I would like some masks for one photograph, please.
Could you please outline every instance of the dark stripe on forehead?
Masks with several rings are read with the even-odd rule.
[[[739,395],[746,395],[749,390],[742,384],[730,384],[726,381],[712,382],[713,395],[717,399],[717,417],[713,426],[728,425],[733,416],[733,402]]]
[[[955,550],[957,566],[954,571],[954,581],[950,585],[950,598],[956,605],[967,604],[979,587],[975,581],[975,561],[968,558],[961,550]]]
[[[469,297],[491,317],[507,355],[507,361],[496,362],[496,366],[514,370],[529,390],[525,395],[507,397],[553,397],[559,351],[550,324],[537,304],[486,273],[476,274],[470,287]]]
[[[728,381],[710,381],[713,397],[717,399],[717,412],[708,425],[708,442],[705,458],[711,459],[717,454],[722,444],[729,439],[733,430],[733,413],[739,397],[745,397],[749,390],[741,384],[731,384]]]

--------------------------------

Set the entries above down once more, exactly as they stand.

# [Response box]
I would like some masks for one photograph, please.
Could you please outline every instance of the dark stripe on forehead?
Masks with several rings are read with the even-odd rule.
[[[739,395],[746,395],[749,390],[742,384],[730,384],[726,381],[712,382],[713,395],[717,399],[717,417],[713,426],[728,425],[733,416],[733,402]]]
[[[955,550],[957,566],[954,571],[954,581],[950,585],[950,598],[956,605],[967,604],[979,587],[975,581],[975,561],[968,558],[961,550]]]
[[[469,297],[491,317],[507,355],[507,361],[496,362],[496,366],[514,370],[529,390],[525,395],[507,397],[553,397],[559,351],[550,324],[537,304],[486,273],[476,274],[470,287]]]
[[[728,381],[710,381],[713,397],[717,399],[717,412],[708,425],[708,442],[705,458],[711,459],[717,454],[722,444],[729,439],[733,430],[733,413],[739,397],[745,397],[749,390],[741,384],[731,384]]]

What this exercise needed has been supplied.